• EXERCISE INSTRUCTIONS:
A. Answer these questions using the forum thread about synthetic voices:
(i) What site does the commenter say they built previously?
(ii) What Twitter handle is offered for chatting and brainstorming?
(iii) Whose voice is described as monotonous?
B. From the forum thread about synthetic voices, extract the passage starting at "But honestly, THIS" and ending at "each others strengths.".
C. Continue the forum thread about synthetic voices from the point where it stops.

• SOURCE EXTRACT:
▬▬▬▬▬▬
Honestly, I'm super happy that you found one voice arguable better than AWS.

I might argue, though, you might get used to our voices quickly once you start using it frequently. I've had this feedback before from someone who was very used to AWS's monotonous voice, and he actually changed his opinion after listening to a couple of articles. Previously, I built https://audioread.com which got me to talk to a bunch of users.


I think the random generator might be broken.... It spit out some offensive stuff that maybe you don't want on a business site, though it did give me a laugh lol...

> What the fk did you just fking say about me, you little btch? I'll have you know I graduated top of my class in the Navy Seals, and I've been involved in numerous secret raids on Al-Qaeda, and I have over 300 confirmed kills.


dammit to hell (in a disappointed but congratulatory voice), I'm building basically the exact same product as audioread.com right now. I thought it was a great idea and was shocked I couldn't find any implementations yet :-(

kudos to you on having a wonderful idea :-D Guess I'll move on to my next idea


Yo! Let’s at least chat and brainstorm about it. Would you want to ping me on twitter? @automationism


I'm not a big fan of NLP, personally, as I think its kind of creepy how easily it is to deepfake a voice these days given a very moderate amount of content that can be scraped online: but I like the 'disrupt the giant' attitude you have.

> Yo! Let’s at least chat and brainstorm about it. Would you want to ping me on twitter? @automationism

But honestly, THIS is why I keep coming back to HN, rather than take an adversarial route and needlessly bicker entrepreneurs should be collaborating and utilizing each others strengths.
▬▬▬▬▬▬
• SOURCE DATA:
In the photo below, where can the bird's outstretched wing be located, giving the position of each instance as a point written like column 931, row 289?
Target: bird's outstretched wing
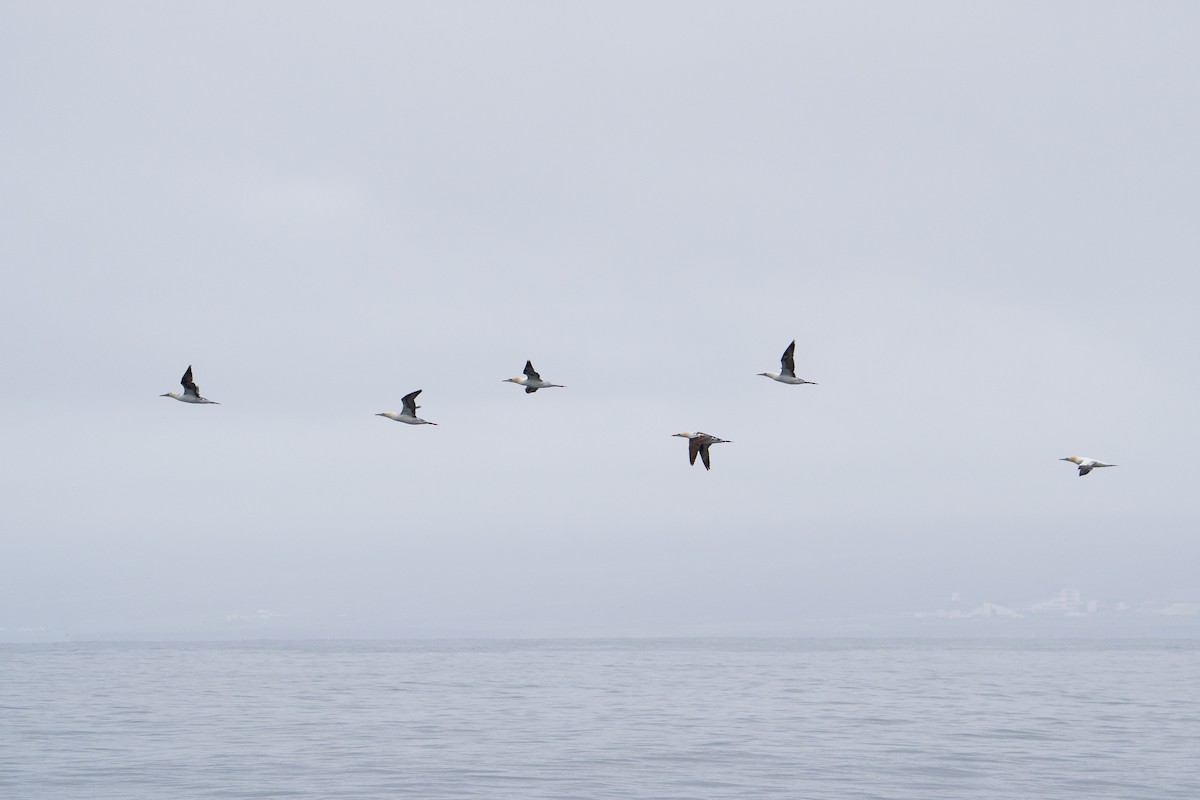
▬▬▬▬▬▬
• ANSWERS:
A.
(i) https://audioread.com
(ii) @automationism
(iii) AWS's

B.
But honestly, THIS is why I keep coming back to HN, rather than take an adversarial route and needlessly bicker entrepreneurs should be collaborating and utilizing each others strengths.

C.
Well done, I know want to see your progress as your product matures! Who knows, I (a AI/ML student) might have a need for your services yet.


For every voice sample that Unreal offers on the front page comparison, I found that the Unreal voice mashed up words (or tried to speak syllables too quickly), most noticeably on "synthesis." I did notice some more natural-like pauses and cadence, but the clarity of speech wasn't as good as the AWS example. For anything I could think that I would want AI-narrated content, I would prefer clarity over natural sounding nuances.


This is fantastic feedback! The "mashed up words" are something I'm trying to fix. And I totally agree that the AWS voice is much more clear. Maybe we can get to clear & natural before AWS?


The "Professor" voice sounds like Jordan Peterson. Is this related to https://notjordanpeterson.com? That one was taken down: https://www.vice.com/en/article/43kwgb/not-jordan-peterson-v...


No, this is not related to the site you mentioned, but it seems like a bad sign.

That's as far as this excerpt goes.